Request -
Copy out the line containing "Spot the building with" and each line after it, through the last one in the material, exactly as written.
○ ○ ○ ○ ○ ○ ○
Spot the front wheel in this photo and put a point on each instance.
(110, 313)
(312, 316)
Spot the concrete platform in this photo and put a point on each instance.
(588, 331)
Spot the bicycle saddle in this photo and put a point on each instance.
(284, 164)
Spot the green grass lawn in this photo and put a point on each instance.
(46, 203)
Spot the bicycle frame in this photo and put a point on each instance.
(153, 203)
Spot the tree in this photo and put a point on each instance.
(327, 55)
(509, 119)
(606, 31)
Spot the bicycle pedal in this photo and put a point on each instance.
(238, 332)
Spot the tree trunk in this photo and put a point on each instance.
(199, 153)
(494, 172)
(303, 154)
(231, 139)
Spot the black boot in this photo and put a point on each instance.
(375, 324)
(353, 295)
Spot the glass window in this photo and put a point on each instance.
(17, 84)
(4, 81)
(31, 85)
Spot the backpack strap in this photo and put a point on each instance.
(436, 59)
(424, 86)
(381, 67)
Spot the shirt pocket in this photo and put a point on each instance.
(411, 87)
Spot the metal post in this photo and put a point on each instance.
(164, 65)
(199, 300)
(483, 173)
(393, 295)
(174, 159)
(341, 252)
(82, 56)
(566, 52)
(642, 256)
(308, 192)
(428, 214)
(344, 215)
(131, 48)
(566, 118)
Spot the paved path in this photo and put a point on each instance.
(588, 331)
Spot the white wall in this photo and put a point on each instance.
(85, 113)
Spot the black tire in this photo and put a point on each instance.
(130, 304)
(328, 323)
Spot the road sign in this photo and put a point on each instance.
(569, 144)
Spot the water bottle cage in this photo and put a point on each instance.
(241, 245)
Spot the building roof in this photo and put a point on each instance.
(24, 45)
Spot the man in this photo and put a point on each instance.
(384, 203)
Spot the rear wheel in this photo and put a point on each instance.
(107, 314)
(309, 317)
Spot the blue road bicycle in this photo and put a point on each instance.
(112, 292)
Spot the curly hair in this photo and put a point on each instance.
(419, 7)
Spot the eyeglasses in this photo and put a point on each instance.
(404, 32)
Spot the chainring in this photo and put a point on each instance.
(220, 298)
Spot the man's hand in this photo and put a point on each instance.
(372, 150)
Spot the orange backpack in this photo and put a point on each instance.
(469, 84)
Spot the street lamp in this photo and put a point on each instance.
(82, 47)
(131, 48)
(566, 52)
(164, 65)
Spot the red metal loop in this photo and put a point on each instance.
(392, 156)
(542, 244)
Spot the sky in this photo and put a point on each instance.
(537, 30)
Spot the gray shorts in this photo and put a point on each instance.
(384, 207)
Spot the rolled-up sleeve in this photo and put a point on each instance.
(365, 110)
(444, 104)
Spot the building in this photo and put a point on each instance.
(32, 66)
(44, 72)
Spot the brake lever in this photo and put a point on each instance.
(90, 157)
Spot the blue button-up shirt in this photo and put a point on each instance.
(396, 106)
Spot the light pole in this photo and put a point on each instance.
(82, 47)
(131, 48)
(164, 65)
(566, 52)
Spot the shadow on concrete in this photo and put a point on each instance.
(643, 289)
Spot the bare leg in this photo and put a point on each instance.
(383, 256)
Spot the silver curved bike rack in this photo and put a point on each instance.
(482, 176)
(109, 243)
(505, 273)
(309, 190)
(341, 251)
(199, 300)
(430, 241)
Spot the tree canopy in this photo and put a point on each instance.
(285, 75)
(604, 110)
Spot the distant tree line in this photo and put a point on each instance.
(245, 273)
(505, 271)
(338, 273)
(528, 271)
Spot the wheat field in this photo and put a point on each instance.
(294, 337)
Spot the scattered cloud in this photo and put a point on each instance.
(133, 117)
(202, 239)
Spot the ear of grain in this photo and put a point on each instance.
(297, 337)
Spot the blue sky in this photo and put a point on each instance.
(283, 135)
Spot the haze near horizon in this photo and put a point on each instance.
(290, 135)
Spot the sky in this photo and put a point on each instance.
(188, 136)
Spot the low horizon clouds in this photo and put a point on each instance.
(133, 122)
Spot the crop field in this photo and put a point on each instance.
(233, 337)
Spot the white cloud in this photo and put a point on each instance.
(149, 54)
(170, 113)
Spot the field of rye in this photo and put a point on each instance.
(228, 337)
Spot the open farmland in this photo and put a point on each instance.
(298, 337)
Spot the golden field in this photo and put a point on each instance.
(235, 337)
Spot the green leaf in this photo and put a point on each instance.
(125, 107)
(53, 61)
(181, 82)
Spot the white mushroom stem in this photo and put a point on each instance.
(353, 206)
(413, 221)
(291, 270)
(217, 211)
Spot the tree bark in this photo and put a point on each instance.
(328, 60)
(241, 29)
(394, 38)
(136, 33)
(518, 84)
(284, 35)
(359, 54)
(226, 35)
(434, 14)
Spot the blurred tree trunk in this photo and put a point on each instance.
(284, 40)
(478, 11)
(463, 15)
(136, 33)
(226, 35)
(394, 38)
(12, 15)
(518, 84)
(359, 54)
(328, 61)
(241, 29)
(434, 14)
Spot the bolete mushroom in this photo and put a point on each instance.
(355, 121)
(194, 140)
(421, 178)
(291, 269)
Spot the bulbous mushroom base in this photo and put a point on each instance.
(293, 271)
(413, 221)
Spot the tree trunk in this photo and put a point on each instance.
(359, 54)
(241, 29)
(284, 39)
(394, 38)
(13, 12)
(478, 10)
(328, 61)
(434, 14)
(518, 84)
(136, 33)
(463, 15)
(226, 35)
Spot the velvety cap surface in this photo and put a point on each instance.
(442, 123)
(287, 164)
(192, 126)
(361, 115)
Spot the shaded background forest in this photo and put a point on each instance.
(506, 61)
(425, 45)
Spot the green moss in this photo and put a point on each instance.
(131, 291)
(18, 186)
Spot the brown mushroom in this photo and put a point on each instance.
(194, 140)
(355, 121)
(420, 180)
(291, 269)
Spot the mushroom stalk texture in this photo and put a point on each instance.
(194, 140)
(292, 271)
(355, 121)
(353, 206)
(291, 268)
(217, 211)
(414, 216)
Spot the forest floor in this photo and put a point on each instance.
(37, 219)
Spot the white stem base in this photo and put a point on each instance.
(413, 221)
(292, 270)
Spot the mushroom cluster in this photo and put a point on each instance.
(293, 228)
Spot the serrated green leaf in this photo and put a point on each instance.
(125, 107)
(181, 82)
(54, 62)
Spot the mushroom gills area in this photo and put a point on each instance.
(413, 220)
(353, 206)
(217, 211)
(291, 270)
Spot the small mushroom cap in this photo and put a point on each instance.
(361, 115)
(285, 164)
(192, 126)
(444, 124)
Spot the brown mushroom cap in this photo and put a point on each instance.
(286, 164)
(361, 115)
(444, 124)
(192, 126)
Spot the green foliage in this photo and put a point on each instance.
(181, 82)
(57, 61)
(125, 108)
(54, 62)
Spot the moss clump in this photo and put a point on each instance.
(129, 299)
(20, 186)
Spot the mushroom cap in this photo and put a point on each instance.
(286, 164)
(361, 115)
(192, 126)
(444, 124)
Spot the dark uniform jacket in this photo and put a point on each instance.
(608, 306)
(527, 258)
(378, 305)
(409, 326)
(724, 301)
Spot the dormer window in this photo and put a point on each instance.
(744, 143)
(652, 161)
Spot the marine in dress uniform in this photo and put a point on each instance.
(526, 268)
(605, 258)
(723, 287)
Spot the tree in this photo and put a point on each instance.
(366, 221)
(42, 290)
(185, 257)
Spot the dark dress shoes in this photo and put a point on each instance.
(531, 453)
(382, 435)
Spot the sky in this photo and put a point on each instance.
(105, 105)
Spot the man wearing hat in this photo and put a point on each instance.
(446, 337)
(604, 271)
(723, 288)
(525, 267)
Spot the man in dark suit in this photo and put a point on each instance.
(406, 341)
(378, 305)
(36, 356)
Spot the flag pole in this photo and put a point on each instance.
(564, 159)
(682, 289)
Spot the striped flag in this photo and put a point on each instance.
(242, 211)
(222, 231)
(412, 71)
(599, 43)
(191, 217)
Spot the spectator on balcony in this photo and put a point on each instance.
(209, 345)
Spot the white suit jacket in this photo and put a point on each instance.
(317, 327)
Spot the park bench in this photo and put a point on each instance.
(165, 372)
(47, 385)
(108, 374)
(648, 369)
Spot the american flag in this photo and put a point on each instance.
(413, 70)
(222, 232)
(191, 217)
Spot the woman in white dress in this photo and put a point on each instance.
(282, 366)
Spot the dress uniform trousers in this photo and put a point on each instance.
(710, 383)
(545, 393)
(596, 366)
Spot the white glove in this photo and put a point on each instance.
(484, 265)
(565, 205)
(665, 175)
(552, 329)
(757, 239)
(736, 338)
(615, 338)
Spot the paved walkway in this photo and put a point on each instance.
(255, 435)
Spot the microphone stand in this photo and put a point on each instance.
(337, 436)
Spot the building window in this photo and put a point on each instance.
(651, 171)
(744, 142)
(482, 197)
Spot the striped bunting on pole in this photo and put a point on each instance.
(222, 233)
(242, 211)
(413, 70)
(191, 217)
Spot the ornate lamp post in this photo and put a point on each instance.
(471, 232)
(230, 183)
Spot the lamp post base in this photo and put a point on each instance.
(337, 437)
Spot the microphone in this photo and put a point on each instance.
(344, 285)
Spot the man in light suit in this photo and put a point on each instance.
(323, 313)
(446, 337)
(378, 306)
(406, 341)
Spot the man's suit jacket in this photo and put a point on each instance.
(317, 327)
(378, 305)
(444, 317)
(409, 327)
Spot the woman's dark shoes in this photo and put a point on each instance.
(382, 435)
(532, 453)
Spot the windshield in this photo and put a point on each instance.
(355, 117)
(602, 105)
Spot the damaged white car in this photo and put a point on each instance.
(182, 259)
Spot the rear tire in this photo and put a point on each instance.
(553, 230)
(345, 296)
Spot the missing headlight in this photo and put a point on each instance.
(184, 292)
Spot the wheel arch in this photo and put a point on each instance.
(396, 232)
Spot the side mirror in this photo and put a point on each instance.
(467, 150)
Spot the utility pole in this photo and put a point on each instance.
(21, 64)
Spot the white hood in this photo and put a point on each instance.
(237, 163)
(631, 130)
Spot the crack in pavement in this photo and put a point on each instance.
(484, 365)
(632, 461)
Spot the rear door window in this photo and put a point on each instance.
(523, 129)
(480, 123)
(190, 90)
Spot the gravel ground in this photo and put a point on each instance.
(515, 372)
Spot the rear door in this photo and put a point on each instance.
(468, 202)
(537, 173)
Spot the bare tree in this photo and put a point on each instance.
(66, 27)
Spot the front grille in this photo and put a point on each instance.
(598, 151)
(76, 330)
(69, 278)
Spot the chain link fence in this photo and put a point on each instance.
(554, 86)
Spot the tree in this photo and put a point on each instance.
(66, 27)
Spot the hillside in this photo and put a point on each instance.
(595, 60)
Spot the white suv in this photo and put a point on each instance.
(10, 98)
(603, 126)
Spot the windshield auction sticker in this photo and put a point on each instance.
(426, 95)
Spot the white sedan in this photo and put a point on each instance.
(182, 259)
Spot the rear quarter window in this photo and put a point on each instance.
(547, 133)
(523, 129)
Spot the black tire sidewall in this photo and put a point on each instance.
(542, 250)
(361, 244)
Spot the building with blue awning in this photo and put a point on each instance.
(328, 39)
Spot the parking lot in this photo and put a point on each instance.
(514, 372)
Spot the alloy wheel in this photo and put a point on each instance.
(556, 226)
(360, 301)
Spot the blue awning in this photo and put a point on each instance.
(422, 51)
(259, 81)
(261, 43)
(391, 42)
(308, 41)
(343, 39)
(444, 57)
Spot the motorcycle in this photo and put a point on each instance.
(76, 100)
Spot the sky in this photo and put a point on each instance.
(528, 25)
○ ○ ○ ○ ○ ○ ○
Output for this task -
Spot the building with blue awning in this photo and put a point on each instance.
(328, 39)
Spot the parking lot in this photo and put a point on each instance.
(514, 372)
Spot the alloy wheel in this photo and put a point on each instance.
(556, 226)
(360, 301)
Spot the blue awning in this photo and put a point on each instance.
(422, 51)
(259, 81)
(261, 43)
(391, 42)
(308, 41)
(343, 39)
(444, 57)
Spot the motorcycle in this photo and put a point on each instance.
(76, 100)
Spot the sky in this photo and put a point on each instance.
(528, 25)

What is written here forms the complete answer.